-- PROBLEMS AND TASKS --
a: In the article about coronavirus testing for Atlanta protesters, why was Zeya Luo at first hesitant to join the crowds, and what made her decide to protest anyway? Answer in one to three sentences.
b: Please continue the article about coronavirus testing for Atlanta protesters from the point where it stops.

-- DOCUMENT TEXT --
....................

Atlanta protestors line up to get tested for coronavirus

For more than two weeks, thousands of people have lined the streets of Atlanta, demanding an end to police misconduct and systemic racism, protesting in the middle of a pandemic.

"It felt like getting out there, and being in that large group of people, it felt like it needed to be done," says Georgia Tech grad Zeya Luo.

When Luo first heard about the massive protests, she says, she was hesitant to join the crowds, worried about contracting the novel coronavirus.

She had spent the past two months going to work and then going home, avoiding public places.

"I haven't been going to bars," Luo says.  "I stopped going to my gym.  But, when people started going out to protest, it felt essential, honestly.  Like, it felt like people need to be out here doing this."

Luo recently came to Atlanta's Little Five Points Arts and Community Center, where the non-profit CORE Response was holding a mobile COVID-19 testing site.

Site manager Emma Aberle-Grasse says CORE is partnering with the Fulton County Board of Health offer free testing to anyone who wants to be screened, symptomatic or non.

Their hope, she says, was to reach as many protest participants as possible.

"It is a self-administered test," Aberle-Grasse says.  "So, you need to be capable of swabbing your own nostril.  It's a shallow nasal swab, so it only goes about three-quarters of an inch into your nostril, and it's not painful."

Luo says over 90% of the protestors she saw when she was marching were wearing masks, and she also took a lot of precautions.

....................

-- RECORDS SUPPLIED --
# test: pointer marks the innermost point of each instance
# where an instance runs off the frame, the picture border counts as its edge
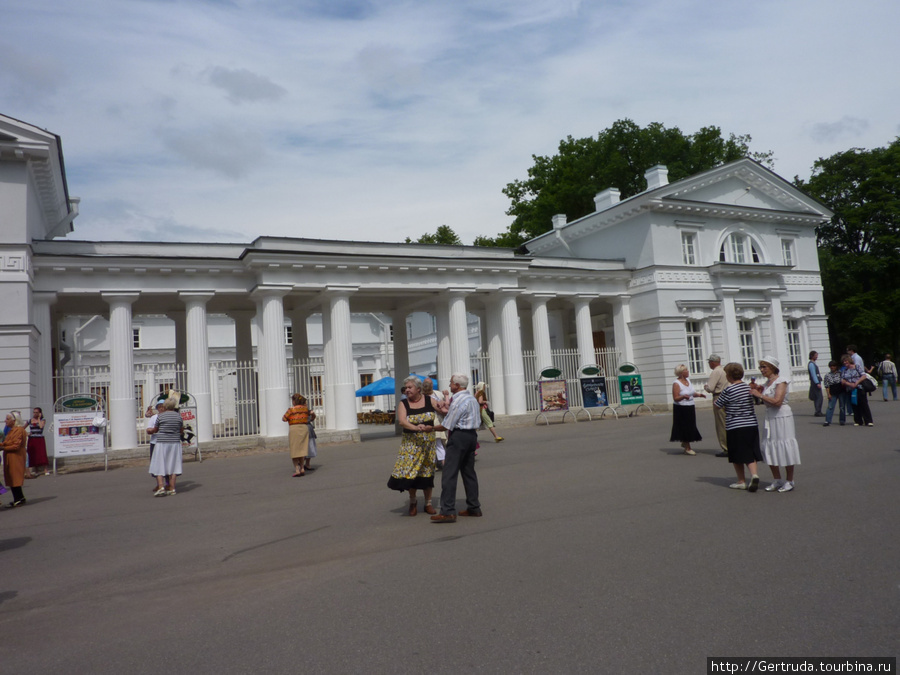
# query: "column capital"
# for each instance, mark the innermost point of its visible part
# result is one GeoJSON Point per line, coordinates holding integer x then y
{"type": "Point", "coordinates": [120, 296]}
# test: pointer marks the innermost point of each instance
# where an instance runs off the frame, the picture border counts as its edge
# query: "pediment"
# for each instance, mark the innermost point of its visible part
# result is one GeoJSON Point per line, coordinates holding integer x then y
{"type": "Point", "coordinates": [743, 184]}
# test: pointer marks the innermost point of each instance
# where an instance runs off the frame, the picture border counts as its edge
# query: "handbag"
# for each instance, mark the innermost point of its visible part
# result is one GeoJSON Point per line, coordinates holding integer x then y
{"type": "Point", "coordinates": [867, 384]}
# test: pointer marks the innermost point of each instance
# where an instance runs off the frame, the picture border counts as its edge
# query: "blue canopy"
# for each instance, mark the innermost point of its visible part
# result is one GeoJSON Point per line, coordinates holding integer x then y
{"type": "Point", "coordinates": [384, 386]}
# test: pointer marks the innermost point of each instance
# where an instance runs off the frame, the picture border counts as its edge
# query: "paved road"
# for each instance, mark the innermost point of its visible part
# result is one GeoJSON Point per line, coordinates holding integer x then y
{"type": "Point", "coordinates": [601, 550]}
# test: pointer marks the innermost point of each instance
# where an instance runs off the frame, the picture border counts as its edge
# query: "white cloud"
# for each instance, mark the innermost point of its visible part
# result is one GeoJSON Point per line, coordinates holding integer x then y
{"type": "Point", "coordinates": [357, 119]}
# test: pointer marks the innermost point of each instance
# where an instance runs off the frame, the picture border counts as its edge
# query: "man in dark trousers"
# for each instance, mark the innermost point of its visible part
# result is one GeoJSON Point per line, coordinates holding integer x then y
{"type": "Point", "coordinates": [461, 424]}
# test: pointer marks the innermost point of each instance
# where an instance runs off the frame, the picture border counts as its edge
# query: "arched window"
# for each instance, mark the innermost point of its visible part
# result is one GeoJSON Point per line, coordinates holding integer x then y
{"type": "Point", "coordinates": [739, 248]}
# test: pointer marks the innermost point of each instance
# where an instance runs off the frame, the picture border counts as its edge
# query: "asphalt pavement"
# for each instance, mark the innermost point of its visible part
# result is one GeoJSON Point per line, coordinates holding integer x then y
{"type": "Point", "coordinates": [602, 549]}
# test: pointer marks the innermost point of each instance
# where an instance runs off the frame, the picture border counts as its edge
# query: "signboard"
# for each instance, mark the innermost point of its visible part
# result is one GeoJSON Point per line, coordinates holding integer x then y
{"type": "Point", "coordinates": [553, 395]}
{"type": "Point", "coordinates": [593, 392]}
{"type": "Point", "coordinates": [631, 390]}
{"type": "Point", "coordinates": [75, 434]}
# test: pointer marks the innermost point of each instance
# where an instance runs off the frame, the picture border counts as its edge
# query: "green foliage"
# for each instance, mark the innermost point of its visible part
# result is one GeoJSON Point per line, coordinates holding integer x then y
{"type": "Point", "coordinates": [443, 235]}
{"type": "Point", "coordinates": [858, 248]}
{"type": "Point", "coordinates": [618, 157]}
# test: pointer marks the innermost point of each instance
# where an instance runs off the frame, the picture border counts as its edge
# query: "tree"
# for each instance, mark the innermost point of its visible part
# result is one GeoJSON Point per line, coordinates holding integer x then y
{"type": "Point", "coordinates": [443, 235]}
{"type": "Point", "coordinates": [618, 157]}
{"type": "Point", "coordinates": [859, 247]}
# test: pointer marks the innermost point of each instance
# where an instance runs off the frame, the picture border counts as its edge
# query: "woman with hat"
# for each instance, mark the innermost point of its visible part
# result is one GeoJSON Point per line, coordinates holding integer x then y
{"type": "Point", "coordinates": [780, 446]}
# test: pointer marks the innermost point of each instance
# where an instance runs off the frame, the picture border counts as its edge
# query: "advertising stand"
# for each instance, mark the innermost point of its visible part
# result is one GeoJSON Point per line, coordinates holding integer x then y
{"type": "Point", "coordinates": [79, 427]}
{"type": "Point", "coordinates": [554, 395]}
{"type": "Point", "coordinates": [631, 389]}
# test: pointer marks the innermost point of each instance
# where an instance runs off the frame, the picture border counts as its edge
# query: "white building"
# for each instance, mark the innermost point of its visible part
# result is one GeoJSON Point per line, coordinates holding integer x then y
{"type": "Point", "coordinates": [724, 261]}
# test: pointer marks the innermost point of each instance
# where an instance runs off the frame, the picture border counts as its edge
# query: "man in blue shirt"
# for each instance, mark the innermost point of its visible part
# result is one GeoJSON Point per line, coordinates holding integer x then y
{"type": "Point", "coordinates": [461, 424]}
{"type": "Point", "coordinates": [815, 383]}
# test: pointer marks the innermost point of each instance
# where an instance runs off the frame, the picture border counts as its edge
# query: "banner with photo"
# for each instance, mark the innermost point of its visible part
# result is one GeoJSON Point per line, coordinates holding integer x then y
{"type": "Point", "coordinates": [554, 395]}
{"type": "Point", "coordinates": [76, 434]}
{"type": "Point", "coordinates": [593, 392]}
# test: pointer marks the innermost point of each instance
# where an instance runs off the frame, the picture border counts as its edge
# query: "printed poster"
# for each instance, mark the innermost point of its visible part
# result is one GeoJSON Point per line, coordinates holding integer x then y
{"type": "Point", "coordinates": [75, 434]}
{"type": "Point", "coordinates": [593, 392]}
{"type": "Point", "coordinates": [553, 395]}
{"type": "Point", "coordinates": [631, 391]}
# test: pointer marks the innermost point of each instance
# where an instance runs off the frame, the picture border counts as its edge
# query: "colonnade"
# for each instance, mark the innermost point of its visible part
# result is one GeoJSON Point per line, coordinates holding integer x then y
{"type": "Point", "coordinates": [502, 338]}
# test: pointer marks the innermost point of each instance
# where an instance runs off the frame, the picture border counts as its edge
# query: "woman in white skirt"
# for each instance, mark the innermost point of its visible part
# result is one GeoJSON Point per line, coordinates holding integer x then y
{"type": "Point", "coordinates": [166, 459]}
{"type": "Point", "coordinates": [780, 446]}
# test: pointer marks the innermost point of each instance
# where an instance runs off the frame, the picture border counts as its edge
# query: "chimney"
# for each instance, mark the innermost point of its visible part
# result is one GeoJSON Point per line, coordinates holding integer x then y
{"type": "Point", "coordinates": [656, 176]}
{"type": "Point", "coordinates": [603, 200]}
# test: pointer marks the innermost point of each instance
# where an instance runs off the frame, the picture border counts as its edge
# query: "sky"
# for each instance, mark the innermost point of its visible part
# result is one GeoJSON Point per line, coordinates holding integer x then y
{"type": "Point", "coordinates": [226, 120]}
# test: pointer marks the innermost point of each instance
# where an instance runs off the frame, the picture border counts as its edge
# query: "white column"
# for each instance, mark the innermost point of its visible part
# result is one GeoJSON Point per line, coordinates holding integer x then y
{"type": "Point", "coordinates": [584, 336]}
{"type": "Point", "coordinates": [621, 319]}
{"type": "Point", "coordinates": [779, 337]}
{"type": "Point", "coordinates": [513, 366]}
{"type": "Point", "coordinates": [122, 406]}
{"type": "Point", "coordinates": [275, 395]}
{"type": "Point", "coordinates": [44, 364]}
{"type": "Point", "coordinates": [540, 326]}
{"type": "Point", "coordinates": [178, 318]}
{"type": "Point", "coordinates": [246, 376]}
{"type": "Point", "coordinates": [444, 354]}
{"type": "Point", "coordinates": [341, 367]}
{"type": "Point", "coordinates": [459, 333]}
{"type": "Point", "coordinates": [730, 327]}
{"type": "Point", "coordinates": [494, 348]}
{"type": "Point", "coordinates": [328, 396]}
{"type": "Point", "coordinates": [198, 360]}
{"type": "Point", "coordinates": [261, 370]}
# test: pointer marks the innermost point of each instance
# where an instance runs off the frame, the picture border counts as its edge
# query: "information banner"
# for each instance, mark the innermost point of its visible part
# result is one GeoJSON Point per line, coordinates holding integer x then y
{"type": "Point", "coordinates": [631, 391]}
{"type": "Point", "coordinates": [593, 392]}
{"type": "Point", "coordinates": [77, 435]}
{"type": "Point", "coordinates": [554, 395]}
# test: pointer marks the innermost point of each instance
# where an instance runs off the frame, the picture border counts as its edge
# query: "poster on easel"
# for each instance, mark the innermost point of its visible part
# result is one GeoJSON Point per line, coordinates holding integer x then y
{"type": "Point", "coordinates": [593, 392]}
{"type": "Point", "coordinates": [554, 395]}
{"type": "Point", "coordinates": [75, 433]}
{"type": "Point", "coordinates": [631, 389]}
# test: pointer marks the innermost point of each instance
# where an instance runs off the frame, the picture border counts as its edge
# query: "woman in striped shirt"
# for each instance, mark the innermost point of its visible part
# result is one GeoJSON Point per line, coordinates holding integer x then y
{"type": "Point", "coordinates": [741, 427]}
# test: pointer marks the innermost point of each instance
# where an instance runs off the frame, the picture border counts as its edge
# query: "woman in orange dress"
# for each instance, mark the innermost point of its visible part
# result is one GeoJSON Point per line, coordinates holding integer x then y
{"type": "Point", "coordinates": [298, 417]}
{"type": "Point", "coordinates": [14, 456]}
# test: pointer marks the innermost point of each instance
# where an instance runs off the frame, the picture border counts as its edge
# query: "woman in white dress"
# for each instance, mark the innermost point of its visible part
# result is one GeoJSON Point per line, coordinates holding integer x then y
{"type": "Point", "coordinates": [780, 446]}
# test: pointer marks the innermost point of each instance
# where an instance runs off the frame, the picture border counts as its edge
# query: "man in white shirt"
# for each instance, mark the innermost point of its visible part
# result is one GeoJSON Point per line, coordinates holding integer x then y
{"type": "Point", "coordinates": [461, 424]}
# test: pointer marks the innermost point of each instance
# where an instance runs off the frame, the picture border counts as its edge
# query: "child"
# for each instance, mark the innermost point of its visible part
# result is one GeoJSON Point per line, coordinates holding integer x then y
{"type": "Point", "coordinates": [741, 427]}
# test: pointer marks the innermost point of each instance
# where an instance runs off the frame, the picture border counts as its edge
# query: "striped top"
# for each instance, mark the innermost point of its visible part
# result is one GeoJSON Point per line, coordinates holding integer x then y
{"type": "Point", "coordinates": [169, 423]}
{"type": "Point", "coordinates": [738, 404]}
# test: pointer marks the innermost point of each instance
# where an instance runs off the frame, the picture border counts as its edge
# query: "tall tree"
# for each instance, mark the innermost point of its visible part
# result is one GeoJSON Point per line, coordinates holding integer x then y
{"type": "Point", "coordinates": [618, 157]}
{"type": "Point", "coordinates": [443, 235]}
{"type": "Point", "coordinates": [859, 249]}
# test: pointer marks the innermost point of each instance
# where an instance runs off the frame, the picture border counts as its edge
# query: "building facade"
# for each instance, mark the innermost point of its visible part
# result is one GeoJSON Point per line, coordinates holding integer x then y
{"type": "Point", "coordinates": [723, 261]}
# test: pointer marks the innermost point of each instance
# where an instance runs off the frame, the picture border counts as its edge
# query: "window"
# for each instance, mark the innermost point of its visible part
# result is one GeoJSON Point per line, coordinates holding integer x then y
{"type": "Point", "coordinates": [748, 350]}
{"type": "Point", "coordinates": [787, 252]}
{"type": "Point", "coordinates": [738, 248]}
{"type": "Point", "coordinates": [695, 346]}
{"type": "Point", "coordinates": [365, 379]}
{"type": "Point", "coordinates": [792, 328]}
{"type": "Point", "coordinates": [688, 248]}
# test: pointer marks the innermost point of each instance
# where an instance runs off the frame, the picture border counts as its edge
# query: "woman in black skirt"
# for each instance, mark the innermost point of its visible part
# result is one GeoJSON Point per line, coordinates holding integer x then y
{"type": "Point", "coordinates": [684, 416]}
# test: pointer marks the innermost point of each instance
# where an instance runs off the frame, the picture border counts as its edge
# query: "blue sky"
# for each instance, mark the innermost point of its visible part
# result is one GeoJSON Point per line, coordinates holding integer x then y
{"type": "Point", "coordinates": [374, 121]}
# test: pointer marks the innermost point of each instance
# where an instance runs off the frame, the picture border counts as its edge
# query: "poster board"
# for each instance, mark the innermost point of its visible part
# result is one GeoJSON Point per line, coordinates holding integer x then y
{"type": "Point", "coordinates": [593, 392]}
{"type": "Point", "coordinates": [554, 395]}
{"type": "Point", "coordinates": [75, 434]}
{"type": "Point", "coordinates": [631, 389]}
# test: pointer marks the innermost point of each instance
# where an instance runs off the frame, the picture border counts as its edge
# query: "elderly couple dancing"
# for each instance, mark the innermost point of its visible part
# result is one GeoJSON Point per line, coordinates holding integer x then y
{"type": "Point", "coordinates": [419, 415]}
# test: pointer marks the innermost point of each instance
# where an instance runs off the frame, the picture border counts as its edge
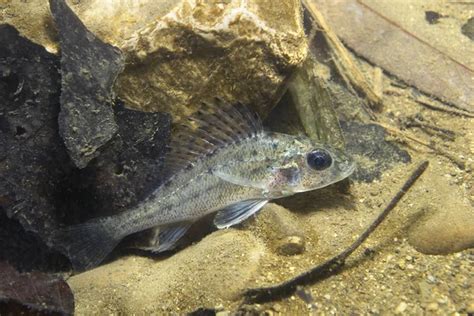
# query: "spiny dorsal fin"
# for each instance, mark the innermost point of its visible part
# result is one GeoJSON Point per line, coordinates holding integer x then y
{"type": "Point", "coordinates": [215, 125]}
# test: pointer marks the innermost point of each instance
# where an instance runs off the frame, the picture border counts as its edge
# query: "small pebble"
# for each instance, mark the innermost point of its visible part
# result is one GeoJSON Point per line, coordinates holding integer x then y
{"type": "Point", "coordinates": [276, 307]}
{"type": "Point", "coordinates": [470, 308]}
{"type": "Point", "coordinates": [431, 279]}
{"type": "Point", "coordinates": [292, 245]}
{"type": "Point", "coordinates": [401, 308]}
{"type": "Point", "coordinates": [432, 307]}
{"type": "Point", "coordinates": [401, 264]}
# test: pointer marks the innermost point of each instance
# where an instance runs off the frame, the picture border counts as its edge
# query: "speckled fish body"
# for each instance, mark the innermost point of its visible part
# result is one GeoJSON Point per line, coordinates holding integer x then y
{"type": "Point", "coordinates": [221, 160]}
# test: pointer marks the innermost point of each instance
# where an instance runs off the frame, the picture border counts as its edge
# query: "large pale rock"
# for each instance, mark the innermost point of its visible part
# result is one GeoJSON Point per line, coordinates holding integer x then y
{"type": "Point", "coordinates": [213, 271]}
{"type": "Point", "coordinates": [112, 21]}
{"type": "Point", "coordinates": [181, 52]}
{"type": "Point", "coordinates": [446, 222]}
{"type": "Point", "coordinates": [239, 50]}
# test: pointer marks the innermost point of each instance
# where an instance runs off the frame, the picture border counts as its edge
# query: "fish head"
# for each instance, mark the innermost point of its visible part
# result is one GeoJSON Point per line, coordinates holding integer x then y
{"type": "Point", "coordinates": [307, 165]}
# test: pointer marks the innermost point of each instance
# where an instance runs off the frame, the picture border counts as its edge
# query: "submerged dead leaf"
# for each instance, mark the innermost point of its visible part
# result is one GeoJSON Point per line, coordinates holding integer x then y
{"type": "Point", "coordinates": [408, 54]}
{"type": "Point", "coordinates": [33, 293]}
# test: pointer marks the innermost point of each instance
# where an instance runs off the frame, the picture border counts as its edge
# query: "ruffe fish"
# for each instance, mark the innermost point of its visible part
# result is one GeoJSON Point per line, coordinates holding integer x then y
{"type": "Point", "coordinates": [220, 160]}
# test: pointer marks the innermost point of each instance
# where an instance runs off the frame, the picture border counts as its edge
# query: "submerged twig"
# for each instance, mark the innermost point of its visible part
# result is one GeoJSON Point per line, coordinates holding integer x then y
{"type": "Point", "coordinates": [444, 108]}
{"type": "Point", "coordinates": [343, 60]}
{"type": "Point", "coordinates": [336, 263]}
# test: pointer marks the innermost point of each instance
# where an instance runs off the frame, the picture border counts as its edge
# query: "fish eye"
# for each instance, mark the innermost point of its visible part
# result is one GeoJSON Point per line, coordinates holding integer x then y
{"type": "Point", "coordinates": [319, 159]}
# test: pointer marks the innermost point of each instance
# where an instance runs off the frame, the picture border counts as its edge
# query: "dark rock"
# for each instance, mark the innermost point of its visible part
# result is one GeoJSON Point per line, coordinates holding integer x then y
{"type": "Point", "coordinates": [468, 29]}
{"type": "Point", "coordinates": [39, 186]}
{"type": "Point", "coordinates": [33, 293]}
{"type": "Point", "coordinates": [367, 145]}
{"type": "Point", "coordinates": [129, 167]}
{"type": "Point", "coordinates": [32, 156]}
{"type": "Point", "coordinates": [89, 68]}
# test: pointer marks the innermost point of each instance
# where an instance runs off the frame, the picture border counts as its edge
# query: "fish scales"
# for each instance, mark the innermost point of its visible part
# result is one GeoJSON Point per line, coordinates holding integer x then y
{"type": "Point", "coordinates": [221, 161]}
{"type": "Point", "coordinates": [182, 199]}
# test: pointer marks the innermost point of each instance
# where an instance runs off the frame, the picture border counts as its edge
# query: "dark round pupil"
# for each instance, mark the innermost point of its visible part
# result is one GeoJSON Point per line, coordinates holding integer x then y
{"type": "Point", "coordinates": [319, 159]}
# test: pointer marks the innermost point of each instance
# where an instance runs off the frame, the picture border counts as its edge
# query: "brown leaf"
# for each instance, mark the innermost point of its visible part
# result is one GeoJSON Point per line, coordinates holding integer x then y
{"type": "Point", "coordinates": [410, 56]}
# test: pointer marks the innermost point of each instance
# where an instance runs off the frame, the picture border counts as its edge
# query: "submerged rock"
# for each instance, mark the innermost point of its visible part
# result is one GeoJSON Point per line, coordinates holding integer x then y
{"type": "Point", "coordinates": [216, 269]}
{"type": "Point", "coordinates": [446, 224]}
{"type": "Point", "coordinates": [240, 50]}
{"type": "Point", "coordinates": [178, 53]}
{"type": "Point", "coordinates": [89, 68]}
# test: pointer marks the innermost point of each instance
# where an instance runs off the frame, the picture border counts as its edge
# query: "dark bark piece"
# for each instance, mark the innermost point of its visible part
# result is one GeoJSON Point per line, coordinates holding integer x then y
{"type": "Point", "coordinates": [32, 156]}
{"type": "Point", "coordinates": [89, 68]}
{"type": "Point", "coordinates": [33, 293]}
{"type": "Point", "coordinates": [39, 185]}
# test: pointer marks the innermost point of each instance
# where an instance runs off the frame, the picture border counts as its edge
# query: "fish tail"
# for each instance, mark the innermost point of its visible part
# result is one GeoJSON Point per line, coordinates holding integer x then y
{"type": "Point", "coordinates": [86, 245]}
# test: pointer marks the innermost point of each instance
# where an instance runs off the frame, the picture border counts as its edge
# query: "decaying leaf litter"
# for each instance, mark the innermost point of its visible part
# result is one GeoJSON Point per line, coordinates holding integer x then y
{"type": "Point", "coordinates": [371, 203]}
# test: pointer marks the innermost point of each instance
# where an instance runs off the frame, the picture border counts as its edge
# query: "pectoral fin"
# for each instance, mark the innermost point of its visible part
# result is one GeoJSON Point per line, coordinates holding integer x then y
{"type": "Point", "coordinates": [238, 212]}
{"type": "Point", "coordinates": [167, 238]}
{"type": "Point", "coordinates": [237, 178]}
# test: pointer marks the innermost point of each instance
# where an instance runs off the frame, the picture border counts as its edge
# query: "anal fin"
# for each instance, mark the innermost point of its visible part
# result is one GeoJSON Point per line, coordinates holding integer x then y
{"type": "Point", "coordinates": [238, 212]}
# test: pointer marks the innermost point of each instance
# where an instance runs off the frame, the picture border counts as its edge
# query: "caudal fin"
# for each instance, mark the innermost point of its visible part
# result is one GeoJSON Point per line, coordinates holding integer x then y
{"type": "Point", "coordinates": [86, 244]}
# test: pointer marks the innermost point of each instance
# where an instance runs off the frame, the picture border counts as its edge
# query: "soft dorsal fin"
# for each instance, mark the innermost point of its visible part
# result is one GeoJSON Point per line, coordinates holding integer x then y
{"type": "Point", "coordinates": [216, 125]}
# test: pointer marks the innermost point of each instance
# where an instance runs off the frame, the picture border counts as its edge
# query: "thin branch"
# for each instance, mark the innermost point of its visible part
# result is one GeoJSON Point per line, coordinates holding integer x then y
{"type": "Point", "coordinates": [336, 263]}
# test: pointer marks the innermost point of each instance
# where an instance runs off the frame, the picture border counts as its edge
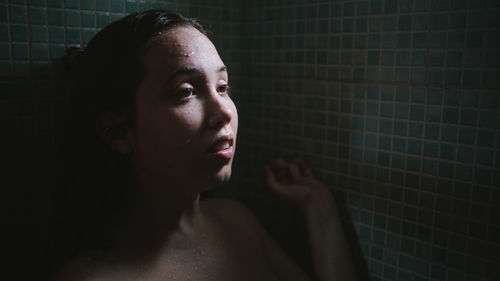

....................

-- TASK-BY-TASK OUTPUTS --
a: Luo was hesitant because she worried about contracting the novel coronavirus. She joined anyway because, once people started going out to protest, it felt essential to her, like people needed to be out there doing it.

b:
"I was doubled up on masks, and I just tried to keep my distance from other protestors," she says.  "I had hand sanitizer on me, and I just physically didn't touch anybody."

 Because the protests are primarily outdoors, health experts say the risk of contracting the virus is lower than it would be at an indoor event.

Still, it's not zero.

They're urging marchers to wear cotton face masks, use hand sanitizer and keep their distance from other people around them.

Aberle-Grasse recommends anyone who is going out into large crowds right now be tested regularly.

CORE was able to test 274 people on the day we visited the Little Five Points site.

It typically takes two to three business days to receive tests results.

Zeya Luo wants to make sure she can make her voice heard -- without putting anyone around her at risk.

"If I get tested, and I come back positive, I need to do my due diligence and tell my employers, "Hey, I got tested, I'm positive, and I need to quarantine myself for two weeks,'" Luo says.  "So, I don't infect my colleagues."